Put the lines of the items below into a Markdown table with the columns Row and Line, from the line that contains "Can you find the beige" up to and including the line that contains "x=226, y=120", numbering each row and skipping blank lines. Leave the pictures out of the table.

Entries from a pointing dataset:

======

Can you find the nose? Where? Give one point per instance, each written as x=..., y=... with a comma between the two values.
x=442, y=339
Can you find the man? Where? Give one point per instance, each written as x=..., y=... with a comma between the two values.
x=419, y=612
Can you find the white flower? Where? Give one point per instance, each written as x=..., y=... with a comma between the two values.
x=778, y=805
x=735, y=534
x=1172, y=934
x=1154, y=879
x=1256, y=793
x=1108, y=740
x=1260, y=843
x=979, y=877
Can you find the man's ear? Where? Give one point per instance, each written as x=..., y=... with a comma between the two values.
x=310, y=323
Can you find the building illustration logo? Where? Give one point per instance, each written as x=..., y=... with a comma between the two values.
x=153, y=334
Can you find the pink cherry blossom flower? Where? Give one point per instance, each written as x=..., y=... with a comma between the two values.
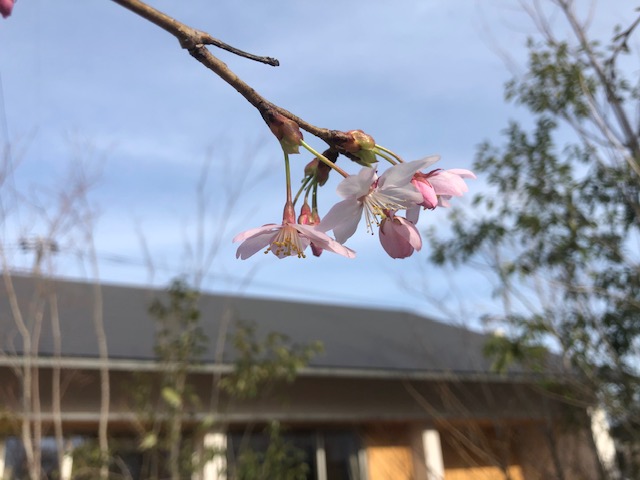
x=310, y=217
x=399, y=237
x=286, y=240
x=437, y=187
x=372, y=195
x=6, y=6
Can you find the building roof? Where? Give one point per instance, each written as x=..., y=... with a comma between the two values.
x=357, y=340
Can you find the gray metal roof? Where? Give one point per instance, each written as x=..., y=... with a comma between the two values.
x=354, y=338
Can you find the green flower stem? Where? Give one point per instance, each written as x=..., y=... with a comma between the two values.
x=380, y=148
x=305, y=182
x=324, y=159
x=287, y=173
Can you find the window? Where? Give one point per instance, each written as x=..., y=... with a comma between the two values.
x=303, y=455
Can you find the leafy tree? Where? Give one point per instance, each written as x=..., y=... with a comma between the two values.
x=559, y=227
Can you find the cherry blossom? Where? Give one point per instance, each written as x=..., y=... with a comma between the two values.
x=399, y=237
x=437, y=187
x=372, y=195
x=286, y=240
x=310, y=217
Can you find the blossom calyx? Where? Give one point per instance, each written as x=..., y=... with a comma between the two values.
x=315, y=168
x=286, y=130
x=361, y=145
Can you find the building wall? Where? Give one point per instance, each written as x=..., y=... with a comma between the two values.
x=488, y=431
x=389, y=453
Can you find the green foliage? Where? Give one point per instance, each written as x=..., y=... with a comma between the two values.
x=280, y=461
x=562, y=222
x=262, y=362
x=180, y=339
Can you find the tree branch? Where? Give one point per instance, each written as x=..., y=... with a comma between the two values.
x=195, y=41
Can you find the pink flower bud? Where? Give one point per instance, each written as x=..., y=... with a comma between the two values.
x=289, y=213
x=399, y=237
x=286, y=130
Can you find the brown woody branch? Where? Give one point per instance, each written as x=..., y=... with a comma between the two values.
x=195, y=41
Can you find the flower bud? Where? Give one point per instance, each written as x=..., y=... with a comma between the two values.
x=319, y=170
x=285, y=130
x=361, y=145
x=305, y=217
x=289, y=213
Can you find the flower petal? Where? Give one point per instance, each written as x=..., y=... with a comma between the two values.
x=343, y=219
x=254, y=244
x=447, y=183
x=324, y=241
x=401, y=174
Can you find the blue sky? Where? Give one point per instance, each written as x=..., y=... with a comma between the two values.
x=93, y=79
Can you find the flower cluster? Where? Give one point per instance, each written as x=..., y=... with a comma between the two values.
x=405, y=186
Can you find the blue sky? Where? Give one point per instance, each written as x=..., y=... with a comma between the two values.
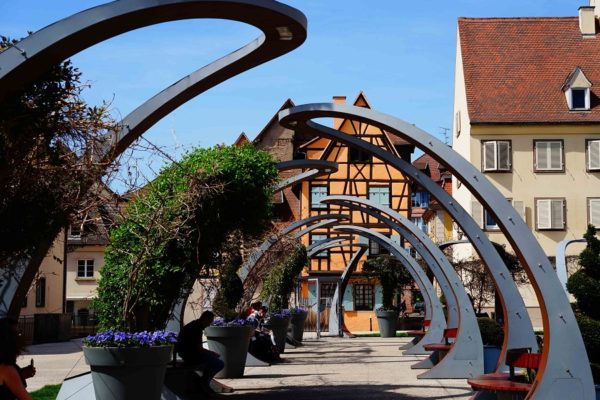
x=400, y=53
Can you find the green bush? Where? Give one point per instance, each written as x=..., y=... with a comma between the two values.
x=281, y=279
x=492, y=333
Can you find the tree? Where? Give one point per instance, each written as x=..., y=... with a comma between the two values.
x=281, y=279
x=178, y=229
x=47, y=136
x=584, y=285
x=392, y=275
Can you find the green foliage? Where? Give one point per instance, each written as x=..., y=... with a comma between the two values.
x=392, y=276
x=231, y=288
x=492, y=333
x=281, y=279
x=48, y=392
x=178, y=229
x=45, y=128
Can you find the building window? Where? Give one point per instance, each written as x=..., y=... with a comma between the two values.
x=550, y=214
x=593, y=155
x=316, y=194
x=75, y=231
x=358, y=156
x=40, y=292
x=364, y=297
x=420, y=223
x=380, y=195
x=317, y=238
x=594, y=212
x=85, y=268
x=548, y=155
x=419, y=199
x=496, y=155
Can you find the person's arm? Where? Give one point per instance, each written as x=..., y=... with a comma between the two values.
x=12, y=380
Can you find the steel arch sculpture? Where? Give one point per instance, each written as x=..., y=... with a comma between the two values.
x=283, y=29
x=465, y=358
x=564, y=368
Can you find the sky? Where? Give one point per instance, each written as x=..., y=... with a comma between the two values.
x=400, y=53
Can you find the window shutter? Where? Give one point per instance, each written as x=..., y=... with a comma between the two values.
x=489, y=156
x=543, y=214
x=504, y=155
x=520, y=209
x=541, y=155
x=555, y=155
x=595, y=212
x=477, y=212
x=594, y=154
x=558, y=220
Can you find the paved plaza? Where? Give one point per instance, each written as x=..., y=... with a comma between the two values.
x=331, y=368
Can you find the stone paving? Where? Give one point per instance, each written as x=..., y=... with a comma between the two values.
x=331, y=368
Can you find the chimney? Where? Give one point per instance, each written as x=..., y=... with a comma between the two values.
x=337, y=122
x=587, y=20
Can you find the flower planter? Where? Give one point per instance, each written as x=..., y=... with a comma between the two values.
x=387, y=321
x=297, y=325
x=490, y=358
x=120, y=373
x=279, y=327
x=231, y=343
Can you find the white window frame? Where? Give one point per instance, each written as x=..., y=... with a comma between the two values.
x=495, y=146
x=547, y=144
x=545, y=214
x=593, y=207
x=88, y=268
x=593, y=144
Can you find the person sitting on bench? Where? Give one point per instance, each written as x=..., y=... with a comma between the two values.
x=189, y=347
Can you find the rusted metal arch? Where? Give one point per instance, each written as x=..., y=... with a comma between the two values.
x=561, y=260
x=564, y=369
x=283, y=27
x=465, y=358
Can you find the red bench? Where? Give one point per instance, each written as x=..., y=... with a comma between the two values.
x=498, y=382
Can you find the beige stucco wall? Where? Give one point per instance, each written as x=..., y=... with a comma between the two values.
x=575, y=184
x=51, y=269
x=83, y=288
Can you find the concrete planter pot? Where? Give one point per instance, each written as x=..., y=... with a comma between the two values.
x=490, y=358
x=279, y=327
x=128, y=373
x=231, y=343
x=297, y=325
x=387, y=321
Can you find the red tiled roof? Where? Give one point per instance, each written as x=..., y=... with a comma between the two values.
x=515, y=69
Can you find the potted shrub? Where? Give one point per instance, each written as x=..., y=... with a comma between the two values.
x=492, y=335
x=277, y=288
x=392, y=276
x=128, y=365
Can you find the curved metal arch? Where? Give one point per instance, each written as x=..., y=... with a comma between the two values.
x=465, y=358
x=564, y=369
x=283, y=27
x=561, y=260
x=415, y=270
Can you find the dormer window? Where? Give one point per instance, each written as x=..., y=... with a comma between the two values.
x=577, y=91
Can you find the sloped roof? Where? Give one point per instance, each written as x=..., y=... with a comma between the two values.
x=515, y=69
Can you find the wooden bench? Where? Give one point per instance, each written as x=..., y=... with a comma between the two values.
x=509, y=385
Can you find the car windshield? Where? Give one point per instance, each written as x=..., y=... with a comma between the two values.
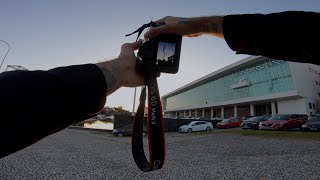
x=280, y=117
x=257, y=118
x=314, y=118
x=226, y=120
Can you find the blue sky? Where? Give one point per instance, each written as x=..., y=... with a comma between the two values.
x=45, y=34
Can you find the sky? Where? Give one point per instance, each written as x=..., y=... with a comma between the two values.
x=46, y=34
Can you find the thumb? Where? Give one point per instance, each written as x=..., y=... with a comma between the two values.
x=136, y=44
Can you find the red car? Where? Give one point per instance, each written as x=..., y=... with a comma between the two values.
x=229, y=122
x=284, y=122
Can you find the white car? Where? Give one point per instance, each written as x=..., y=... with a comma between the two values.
x=196, y=126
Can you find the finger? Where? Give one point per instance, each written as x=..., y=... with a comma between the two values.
x=137, y=44
x=165, y=29
x=134, y=45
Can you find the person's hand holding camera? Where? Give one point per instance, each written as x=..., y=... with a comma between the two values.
x=121, y=72
x=190, y=27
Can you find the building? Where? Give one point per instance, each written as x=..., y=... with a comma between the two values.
x=253, y=86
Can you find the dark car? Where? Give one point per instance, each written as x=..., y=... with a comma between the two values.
x=284, y=122
x=253, y=122
x=127, y=131
x=229, y=122
x=313, y=124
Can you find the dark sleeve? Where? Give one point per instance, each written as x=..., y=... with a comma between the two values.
x=35, y=104
x=291, y=35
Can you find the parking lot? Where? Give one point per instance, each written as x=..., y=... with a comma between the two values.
x=82, y=154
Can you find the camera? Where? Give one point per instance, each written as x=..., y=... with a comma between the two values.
x=162, y=51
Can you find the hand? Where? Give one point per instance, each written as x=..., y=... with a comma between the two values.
x=191, y=27
x=121, y=72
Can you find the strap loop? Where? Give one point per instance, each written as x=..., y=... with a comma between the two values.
x=155, y=126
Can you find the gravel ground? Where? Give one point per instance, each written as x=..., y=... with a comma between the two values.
x=81, y=154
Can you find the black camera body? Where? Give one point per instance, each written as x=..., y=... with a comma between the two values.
x=162, y=51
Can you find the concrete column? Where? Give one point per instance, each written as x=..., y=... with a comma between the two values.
x=273, y=108
x=235, y=111
x=222, y=113
x=202, y=112
x=251, y=110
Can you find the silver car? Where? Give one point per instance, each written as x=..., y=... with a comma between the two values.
x=196, y=126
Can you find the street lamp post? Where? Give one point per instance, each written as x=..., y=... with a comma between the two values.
x=6, y=52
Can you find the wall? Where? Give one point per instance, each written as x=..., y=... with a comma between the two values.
x=292, y=106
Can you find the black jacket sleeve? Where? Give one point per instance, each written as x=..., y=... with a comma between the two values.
x=35, y=104
x=291, y=35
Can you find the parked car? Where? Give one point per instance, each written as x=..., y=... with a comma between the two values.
x=229, y=122
x=196, y=126
x=246, y=117
x=313, y=124
x=253, y=122
x=127, y=131
x=284, y=122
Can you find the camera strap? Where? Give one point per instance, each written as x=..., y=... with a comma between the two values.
x=155, y=125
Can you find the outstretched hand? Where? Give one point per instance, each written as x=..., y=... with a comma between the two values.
x=190, y=27
x=122, y=72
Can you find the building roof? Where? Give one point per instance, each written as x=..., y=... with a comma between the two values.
x=216, y=74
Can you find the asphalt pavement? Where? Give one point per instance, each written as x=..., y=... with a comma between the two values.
x=81, y=154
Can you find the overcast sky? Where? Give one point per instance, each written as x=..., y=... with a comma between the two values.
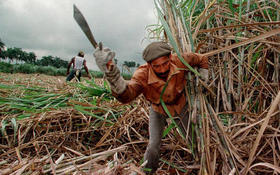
x=47, y=27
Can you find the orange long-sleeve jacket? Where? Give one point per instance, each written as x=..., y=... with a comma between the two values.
x=145, y=81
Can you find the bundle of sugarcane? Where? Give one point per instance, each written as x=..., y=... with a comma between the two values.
x=233, y=120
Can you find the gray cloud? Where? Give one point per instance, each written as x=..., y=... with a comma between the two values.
x=48, y=27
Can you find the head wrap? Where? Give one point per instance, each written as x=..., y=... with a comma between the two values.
x=156, y=50
x=81, y=53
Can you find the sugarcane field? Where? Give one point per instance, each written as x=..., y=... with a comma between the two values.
x=55, y=119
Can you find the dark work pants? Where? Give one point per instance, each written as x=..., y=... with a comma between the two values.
x=73, y=74
x=157, y=124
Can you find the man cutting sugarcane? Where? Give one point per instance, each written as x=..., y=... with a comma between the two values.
x=78, y=62
x=149, y=79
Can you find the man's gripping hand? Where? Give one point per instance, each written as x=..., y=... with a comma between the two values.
x=103, y=56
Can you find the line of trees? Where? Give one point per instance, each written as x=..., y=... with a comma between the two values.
x=18, y=55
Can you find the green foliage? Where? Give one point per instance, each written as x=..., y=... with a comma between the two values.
x=6, y=67
x=52, y=61
x=24, y=68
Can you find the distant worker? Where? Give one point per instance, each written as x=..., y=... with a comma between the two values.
x=78, y=63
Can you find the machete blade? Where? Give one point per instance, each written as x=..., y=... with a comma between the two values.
x=80, y=19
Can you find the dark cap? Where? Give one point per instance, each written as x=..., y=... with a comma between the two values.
x=156, y=50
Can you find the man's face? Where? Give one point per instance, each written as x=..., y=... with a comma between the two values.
x=161, y=66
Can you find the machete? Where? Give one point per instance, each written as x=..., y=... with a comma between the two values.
x=80, y=19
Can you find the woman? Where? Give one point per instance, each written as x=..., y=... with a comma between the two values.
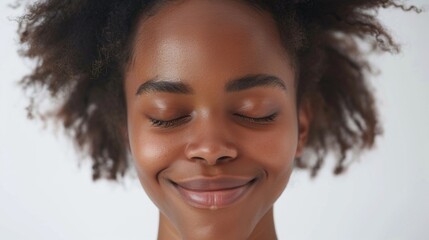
x=215, y=101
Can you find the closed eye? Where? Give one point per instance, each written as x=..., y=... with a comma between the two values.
x=260, y=120
x=169, y=123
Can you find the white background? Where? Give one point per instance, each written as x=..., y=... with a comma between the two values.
x=384, y=195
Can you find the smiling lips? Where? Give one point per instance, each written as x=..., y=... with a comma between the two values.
x=213, y=193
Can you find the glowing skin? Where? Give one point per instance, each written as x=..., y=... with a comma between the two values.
x=212, y=67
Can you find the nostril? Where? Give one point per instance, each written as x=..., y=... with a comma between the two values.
x=224, y=159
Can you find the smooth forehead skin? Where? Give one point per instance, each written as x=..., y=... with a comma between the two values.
x=205, y=44
x=167, y=37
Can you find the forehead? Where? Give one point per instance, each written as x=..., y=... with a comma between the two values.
x=191, y=37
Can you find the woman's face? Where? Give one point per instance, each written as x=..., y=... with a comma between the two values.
x=212, y=118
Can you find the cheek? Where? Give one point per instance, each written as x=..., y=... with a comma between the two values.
x=275, y=149
x=151, y=152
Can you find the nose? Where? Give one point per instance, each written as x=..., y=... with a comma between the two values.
x=211, y=144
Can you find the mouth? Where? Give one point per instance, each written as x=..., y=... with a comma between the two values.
x=213, y=193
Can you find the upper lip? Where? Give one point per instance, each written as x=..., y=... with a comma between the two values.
x=213, y=184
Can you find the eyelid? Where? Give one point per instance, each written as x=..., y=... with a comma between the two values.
x=169, y=123
x=262, y=120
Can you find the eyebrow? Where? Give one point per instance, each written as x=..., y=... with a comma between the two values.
x=168, y=86
x=239, y=84
x=256, y=80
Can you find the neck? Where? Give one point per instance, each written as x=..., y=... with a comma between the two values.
x=265, y=229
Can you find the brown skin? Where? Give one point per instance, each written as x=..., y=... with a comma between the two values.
x=205, y=44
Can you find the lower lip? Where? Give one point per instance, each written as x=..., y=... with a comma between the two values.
x=214, y=199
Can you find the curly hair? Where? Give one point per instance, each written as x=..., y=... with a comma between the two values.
x=82, y=48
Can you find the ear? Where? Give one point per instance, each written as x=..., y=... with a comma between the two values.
x=304, y=122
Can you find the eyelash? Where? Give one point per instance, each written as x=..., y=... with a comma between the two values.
x=180, y=120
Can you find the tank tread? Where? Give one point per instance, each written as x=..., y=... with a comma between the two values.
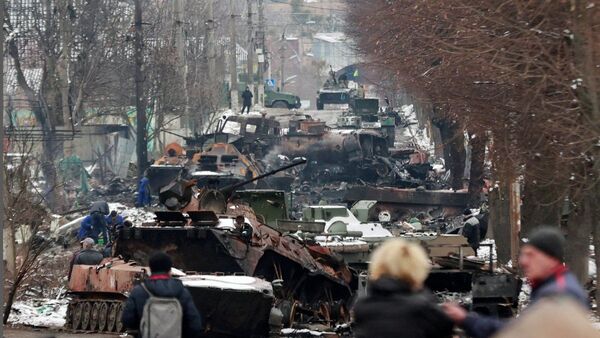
x=95, y=315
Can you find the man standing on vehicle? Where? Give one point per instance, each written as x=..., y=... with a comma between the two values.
x=161, y=306
x=247, y=100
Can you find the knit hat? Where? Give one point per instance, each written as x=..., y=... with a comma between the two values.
x=160, y=262
x=549, y=240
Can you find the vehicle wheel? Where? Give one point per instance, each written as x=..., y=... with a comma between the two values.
x=280, y=105
x=85, y=315
x=118, y=324
x=94, y=316
x=76, y=315
x=102, y=316
x=112, y=317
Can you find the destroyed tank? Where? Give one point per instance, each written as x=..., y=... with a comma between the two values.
x=336, y=154
x=218, y=165
x=99, y=293
x=200, y=234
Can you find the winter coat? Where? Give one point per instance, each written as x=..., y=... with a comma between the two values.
x=162, y=286
x=561, y=284
x=247, y=96
x=144, y=196
x=112, y=223
x=392, y=310
x=86, y=229
x=88, y=257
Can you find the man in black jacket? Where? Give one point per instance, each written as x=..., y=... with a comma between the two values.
x=247, y=100
x=161, y=284
x=542, y=262
x=87, y=255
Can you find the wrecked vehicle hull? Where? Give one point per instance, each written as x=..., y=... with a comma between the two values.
x=206, y=250
x=231, y=306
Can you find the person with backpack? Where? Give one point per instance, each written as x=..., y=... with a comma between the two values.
x=161, y=306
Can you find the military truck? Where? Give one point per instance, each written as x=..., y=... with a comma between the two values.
x=333, y=96
x=277, y=99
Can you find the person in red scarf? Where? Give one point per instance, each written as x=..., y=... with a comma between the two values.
x=542, y=261
x=161, y=284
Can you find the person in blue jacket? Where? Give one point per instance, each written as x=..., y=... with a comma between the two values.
x=542, y=262
x=144, y=196
x=94, y=227
x=114, y=220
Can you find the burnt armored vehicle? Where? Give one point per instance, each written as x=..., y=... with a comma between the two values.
x=201, y=234
x=99, y=293
x=336, y=154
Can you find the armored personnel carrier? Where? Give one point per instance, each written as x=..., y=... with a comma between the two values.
x=206, y=233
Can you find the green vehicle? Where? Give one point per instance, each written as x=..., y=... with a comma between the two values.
x=275, y=99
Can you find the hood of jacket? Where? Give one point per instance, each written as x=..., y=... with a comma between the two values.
x=164, y=287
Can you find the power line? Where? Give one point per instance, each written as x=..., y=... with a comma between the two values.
x=310, y=6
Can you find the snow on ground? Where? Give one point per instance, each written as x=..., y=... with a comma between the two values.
x=136, y=216
x=485, y=251
x=413, y=133
x=301, y=332
x=40, y=312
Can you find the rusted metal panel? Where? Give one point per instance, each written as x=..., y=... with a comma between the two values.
x=407, y=196
x=113, y=276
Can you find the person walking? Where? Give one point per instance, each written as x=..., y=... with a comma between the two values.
x=247, y=100
x=114, y=220
x=144, y=197
x=87, y=255
x=542, y=261
x=397, y=304
x=184, y=322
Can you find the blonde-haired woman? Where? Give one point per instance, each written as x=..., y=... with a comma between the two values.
x=397, y=305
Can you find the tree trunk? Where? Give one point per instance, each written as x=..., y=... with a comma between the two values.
x=478, y=142
x=541, y=204
x=142, y=137
x=454, y=149
x=579, y=228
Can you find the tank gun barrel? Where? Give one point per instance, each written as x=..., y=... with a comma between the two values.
x=230, y=188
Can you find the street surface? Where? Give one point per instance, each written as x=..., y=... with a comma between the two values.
x=47, y=333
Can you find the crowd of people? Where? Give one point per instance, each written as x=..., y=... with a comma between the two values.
x=397, y=303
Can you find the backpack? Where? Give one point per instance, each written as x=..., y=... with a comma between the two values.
x=162, y=317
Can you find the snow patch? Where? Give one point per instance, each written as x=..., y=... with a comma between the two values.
x=40, y=312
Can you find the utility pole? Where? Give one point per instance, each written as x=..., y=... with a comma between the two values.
x=251, y=47
x=282, y=61
x=260, y=37
x=140, y=101
x=2, y=187
x=211, y=51
x=233, y=59
x=179, y=32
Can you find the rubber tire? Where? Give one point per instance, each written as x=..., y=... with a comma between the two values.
x=280, y=105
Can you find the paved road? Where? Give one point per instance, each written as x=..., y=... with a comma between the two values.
x=47, y=333
x=283, y=115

======

THE ANSWER -
| Row | Line |
|---|---|
| 1 | Can you find the beige stucco wall? Where? Give one point per instance, each written as x=..., y=... with a comma between the two values. |
| 2 | x=575, y=184 |
| 3 | x=51, y=269 |
| 4 | x=83, y=288 |
| 5 | Can you find the concrete planter pot? Where? Give one point per instance, each written as x=..., y=... with a comma between the two values. |
| 6 | x=490, y=358 |
| 7 | x=279, y=327 |
| 8 | x=128, y=373 |
| 9 | x=231, y=343 |
| 10 | x=297, y=325 |
| 11 | x=387, y=321 |
| 12 | Can you find the red tiled roof? Where? Give one point per instance, each written as x=..., y=... with a comma between the two values. |
| 13 | x=515, y=69 |
| 14 | Can you find the potted shrub? Where? Give one point per instance, each written as x=..., y=... with a comma between the two values. |
| 15 | x=492, y=335 |
| 16 | x=277, y=288 |
| 17 | x=392, y=276 |
| 18 | x=128, y=365 |
| 19 | Can you find the curved metal arch? Where? Give one point per instance, each written as x=..., y=... with a comma between the two values. |
| 20 | x=465, y=358 |
| 21 | x=564, y=369 |
| 22 | x=283, y=27 |
| 23 | x=561, y=260 |
| 24 | x=415, y=270 |
| 25 | Can you find the dormer window? Where? Give one point per instance, each written as x=..., y=... with a comma between the two values. |
| 26 | x=577, y=91 |
| 27 | Can you find the sloped roof? Where? Give one point per instance, each written as x=..., y=... with a comma between the two values. |
| 28 | x=515, y=69 |
| 29 | Can you find the wooden bench? Where? Give one point per instance, each written as x=..., y=... with a comma between the two values. |
| 30 | x=509, y=385 |
| 31 | Can you find the car windshield? Where? Give one point per instance, each written as x=..., y=... with a comma between the two values. |
| 32 | x=280, y=117 |
| 33 | x=257, y=118 |
| 34 | x=314, y=118 |
| 35 | x=226, y=120 |